Exercise brief: Copy the material from the line with "Does the image above contain any person" to the line with "110, 203, 143, 248", both included, keeping the requests. Scale every bounding-box coordinate in the answers by 2.4 and round to whole numbers with halves going up, but leave the numbers in the requests and their format samples unchanged, and give only these lines.

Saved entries
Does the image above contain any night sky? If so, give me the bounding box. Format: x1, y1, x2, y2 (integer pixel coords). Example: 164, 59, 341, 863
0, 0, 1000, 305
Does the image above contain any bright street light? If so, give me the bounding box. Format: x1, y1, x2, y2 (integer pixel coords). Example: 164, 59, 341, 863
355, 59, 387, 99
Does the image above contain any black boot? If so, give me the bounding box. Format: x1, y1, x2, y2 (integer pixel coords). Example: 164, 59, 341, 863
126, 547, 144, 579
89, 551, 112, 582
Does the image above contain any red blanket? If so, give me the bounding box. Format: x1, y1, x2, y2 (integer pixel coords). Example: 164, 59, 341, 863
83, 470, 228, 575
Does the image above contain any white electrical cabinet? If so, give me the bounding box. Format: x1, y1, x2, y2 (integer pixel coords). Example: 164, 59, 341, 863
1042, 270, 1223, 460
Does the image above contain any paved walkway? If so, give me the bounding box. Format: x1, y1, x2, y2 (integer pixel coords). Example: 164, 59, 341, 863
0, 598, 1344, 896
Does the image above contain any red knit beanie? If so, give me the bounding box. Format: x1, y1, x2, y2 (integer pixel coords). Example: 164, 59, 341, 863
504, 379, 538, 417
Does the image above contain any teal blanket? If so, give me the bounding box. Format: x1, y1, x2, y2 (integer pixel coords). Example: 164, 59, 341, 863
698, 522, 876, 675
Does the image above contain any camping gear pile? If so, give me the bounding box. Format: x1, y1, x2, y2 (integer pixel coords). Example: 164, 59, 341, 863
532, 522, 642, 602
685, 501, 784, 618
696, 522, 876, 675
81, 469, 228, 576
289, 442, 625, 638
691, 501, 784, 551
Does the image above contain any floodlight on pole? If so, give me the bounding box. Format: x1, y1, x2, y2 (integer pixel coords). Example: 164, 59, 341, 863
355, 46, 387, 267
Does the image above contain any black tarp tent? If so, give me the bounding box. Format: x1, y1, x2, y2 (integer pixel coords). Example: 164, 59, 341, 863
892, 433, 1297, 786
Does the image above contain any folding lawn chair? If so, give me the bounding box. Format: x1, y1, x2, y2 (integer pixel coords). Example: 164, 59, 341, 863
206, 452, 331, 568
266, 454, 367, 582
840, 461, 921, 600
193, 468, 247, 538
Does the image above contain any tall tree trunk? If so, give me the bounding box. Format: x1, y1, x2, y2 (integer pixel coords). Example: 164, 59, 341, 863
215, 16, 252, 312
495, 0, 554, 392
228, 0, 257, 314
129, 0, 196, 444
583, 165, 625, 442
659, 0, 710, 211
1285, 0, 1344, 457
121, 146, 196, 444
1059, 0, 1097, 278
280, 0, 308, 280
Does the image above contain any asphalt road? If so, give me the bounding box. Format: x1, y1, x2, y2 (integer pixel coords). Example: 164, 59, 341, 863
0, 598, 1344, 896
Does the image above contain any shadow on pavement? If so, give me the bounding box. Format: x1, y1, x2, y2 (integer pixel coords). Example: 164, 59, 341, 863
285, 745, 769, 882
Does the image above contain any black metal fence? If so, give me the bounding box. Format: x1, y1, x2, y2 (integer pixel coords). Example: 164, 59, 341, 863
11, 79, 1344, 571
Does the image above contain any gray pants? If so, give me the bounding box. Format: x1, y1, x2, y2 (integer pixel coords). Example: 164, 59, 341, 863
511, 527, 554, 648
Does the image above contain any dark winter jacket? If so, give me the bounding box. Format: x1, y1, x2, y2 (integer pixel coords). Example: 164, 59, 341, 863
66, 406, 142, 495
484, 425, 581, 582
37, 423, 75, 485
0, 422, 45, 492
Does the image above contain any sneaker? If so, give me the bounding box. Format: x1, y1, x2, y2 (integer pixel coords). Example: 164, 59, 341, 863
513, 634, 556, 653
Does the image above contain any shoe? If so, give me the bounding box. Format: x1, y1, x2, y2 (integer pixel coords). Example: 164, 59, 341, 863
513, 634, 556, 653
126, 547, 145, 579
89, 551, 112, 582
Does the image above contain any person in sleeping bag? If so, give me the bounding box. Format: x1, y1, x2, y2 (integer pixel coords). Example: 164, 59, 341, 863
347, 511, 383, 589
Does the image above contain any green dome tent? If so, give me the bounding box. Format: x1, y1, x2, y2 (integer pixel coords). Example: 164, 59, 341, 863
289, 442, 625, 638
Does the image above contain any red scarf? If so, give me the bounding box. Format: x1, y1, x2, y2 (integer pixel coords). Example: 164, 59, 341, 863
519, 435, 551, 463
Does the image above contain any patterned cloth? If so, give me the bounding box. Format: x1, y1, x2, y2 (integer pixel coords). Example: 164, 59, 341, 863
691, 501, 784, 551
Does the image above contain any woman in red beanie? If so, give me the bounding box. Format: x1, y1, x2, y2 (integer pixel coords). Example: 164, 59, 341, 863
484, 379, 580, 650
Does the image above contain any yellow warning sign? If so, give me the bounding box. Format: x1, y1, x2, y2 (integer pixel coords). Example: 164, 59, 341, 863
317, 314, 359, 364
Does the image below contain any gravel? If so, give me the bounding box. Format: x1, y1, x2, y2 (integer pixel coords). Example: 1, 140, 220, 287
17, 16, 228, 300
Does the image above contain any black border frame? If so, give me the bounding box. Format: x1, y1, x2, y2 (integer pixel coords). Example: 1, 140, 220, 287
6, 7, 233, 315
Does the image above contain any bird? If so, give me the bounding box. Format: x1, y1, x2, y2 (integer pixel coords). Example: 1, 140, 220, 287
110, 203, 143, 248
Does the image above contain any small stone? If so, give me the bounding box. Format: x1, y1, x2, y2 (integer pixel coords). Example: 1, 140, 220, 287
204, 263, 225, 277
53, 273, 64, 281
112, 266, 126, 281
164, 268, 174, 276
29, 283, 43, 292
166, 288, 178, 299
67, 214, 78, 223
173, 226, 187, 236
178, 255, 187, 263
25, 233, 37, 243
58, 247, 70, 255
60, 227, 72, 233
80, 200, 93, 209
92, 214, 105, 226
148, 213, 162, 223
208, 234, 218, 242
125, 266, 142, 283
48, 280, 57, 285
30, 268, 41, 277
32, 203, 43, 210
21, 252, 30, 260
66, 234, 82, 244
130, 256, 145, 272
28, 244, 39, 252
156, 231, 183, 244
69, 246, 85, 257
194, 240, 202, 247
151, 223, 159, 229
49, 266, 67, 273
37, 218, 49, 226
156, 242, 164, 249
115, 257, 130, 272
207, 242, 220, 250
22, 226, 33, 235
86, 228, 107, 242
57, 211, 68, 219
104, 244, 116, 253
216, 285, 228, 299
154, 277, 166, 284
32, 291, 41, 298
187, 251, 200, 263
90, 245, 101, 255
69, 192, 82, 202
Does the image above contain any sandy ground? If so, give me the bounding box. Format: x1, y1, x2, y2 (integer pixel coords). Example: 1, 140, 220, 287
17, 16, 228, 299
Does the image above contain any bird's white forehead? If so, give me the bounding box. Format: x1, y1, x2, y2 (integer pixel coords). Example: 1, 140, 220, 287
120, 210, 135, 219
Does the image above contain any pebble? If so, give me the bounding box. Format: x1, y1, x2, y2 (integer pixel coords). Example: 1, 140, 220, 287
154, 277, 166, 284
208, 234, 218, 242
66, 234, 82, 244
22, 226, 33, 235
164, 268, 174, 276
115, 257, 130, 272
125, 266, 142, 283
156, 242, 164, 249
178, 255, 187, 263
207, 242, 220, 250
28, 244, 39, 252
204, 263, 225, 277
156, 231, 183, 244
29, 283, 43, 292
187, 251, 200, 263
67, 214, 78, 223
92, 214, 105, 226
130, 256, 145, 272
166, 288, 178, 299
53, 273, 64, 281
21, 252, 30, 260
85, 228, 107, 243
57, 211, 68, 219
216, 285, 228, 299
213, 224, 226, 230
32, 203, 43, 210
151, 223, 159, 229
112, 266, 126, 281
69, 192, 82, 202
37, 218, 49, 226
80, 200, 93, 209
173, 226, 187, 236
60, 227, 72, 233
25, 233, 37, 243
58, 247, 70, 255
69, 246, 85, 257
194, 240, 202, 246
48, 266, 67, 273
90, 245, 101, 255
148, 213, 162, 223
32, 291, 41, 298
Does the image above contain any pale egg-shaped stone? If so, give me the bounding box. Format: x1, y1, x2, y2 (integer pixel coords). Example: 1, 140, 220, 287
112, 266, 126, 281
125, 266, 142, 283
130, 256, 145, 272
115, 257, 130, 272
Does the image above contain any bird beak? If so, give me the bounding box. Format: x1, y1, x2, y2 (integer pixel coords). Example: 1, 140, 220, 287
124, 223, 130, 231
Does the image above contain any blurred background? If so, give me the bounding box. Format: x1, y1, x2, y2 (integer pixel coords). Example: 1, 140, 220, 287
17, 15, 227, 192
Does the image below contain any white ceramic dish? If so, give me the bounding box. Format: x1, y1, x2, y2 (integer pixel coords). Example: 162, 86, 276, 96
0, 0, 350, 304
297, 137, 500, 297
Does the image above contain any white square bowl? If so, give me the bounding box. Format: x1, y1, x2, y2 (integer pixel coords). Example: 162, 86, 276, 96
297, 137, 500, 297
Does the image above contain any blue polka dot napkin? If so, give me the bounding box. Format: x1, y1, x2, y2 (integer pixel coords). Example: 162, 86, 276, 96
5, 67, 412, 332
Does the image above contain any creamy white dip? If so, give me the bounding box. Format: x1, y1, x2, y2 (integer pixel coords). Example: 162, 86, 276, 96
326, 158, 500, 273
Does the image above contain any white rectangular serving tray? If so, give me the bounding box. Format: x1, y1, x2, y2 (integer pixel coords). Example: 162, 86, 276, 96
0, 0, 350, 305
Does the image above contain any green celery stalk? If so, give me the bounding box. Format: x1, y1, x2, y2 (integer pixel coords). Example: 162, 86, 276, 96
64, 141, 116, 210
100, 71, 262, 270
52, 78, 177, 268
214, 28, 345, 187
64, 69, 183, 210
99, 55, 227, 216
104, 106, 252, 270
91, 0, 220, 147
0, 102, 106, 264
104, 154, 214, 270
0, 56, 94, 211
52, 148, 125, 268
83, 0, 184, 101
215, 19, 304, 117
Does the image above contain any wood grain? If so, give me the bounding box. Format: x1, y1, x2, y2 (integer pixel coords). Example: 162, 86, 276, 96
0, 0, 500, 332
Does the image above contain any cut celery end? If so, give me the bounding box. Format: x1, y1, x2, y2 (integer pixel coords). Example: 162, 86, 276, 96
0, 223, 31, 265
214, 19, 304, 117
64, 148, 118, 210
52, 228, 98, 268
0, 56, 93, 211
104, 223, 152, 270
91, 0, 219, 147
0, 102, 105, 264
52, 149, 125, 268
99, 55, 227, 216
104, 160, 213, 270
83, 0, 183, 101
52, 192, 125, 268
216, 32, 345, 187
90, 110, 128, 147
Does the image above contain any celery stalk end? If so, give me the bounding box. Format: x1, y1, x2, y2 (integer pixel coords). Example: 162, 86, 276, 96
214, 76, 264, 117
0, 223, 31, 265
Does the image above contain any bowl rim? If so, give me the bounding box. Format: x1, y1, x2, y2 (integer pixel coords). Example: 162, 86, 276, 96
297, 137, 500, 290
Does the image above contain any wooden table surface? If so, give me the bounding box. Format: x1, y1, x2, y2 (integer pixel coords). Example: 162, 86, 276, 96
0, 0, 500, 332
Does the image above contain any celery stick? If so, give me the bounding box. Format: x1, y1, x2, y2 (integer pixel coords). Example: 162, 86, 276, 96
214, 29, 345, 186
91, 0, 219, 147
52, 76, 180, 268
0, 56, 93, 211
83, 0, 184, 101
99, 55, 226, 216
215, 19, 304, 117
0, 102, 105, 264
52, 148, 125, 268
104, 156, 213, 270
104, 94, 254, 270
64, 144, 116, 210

Response:
Does the image above contain any person in sleeping bag? If so, give me the bounding box. Format: x1, y1, x2, y2 (integer pixel coords). Example: 164, 59, 341, 863
833, 1226, 919, 1414
Does the image above contain any green dome tent? If so, give me the bounding box. Format: x1, y1, x2, y2 (integer pixel coords). Example: 164, 59, 341, 863
694, 1061, 1500, 1531
Does the image above contain any red scarf? If so, give me the bounding box. Format: x1, y1, x2, y2 (integer pixel coords). Example: 164, 59, 341, 863
1246, 1044, 1322, 1111
Does the image above contain any patterned cloth? If so, give me the bounding box. Format: x1, y1, x2, y2 (integer pixel coords). Example: 164, 59, 341, 863
1658, 1202, 1882, 1322
Does the image above contain any woman in red beanie? If so, give me the bounding box. Format: x1, y1, x2, y2 (integer pixel coords). Example: 164, 59, 341, 863
1162, 910, 1392, 1560
Does the image above contain any yellow warning sign? If so, give me the bounding box. Format: x1, y1, x2, y2 (integer pixel coords). Example: 164, 59, 341, 863
761, 754, 862, 874
Does the image below contain any gravel? If so, give me the bounding box. Format: x1, y1, x2, y2 (integer pixel coords). Example: 1, 140, 220, 287
41, 38, 547, 720
Does the image above contain any black border frame? If so, give me the bounding box. Format: x1, y1, x2, y2 (integer pixel coords). Example: 1, 140, 220, 287
14, 17, 559, 756
Does the image above contain any bird? If so, give me the bounding box. Format: x1, y1, x2, y2 (integer pixel coords). Example: 1, 140, 220, 287
264, 487, 343, 595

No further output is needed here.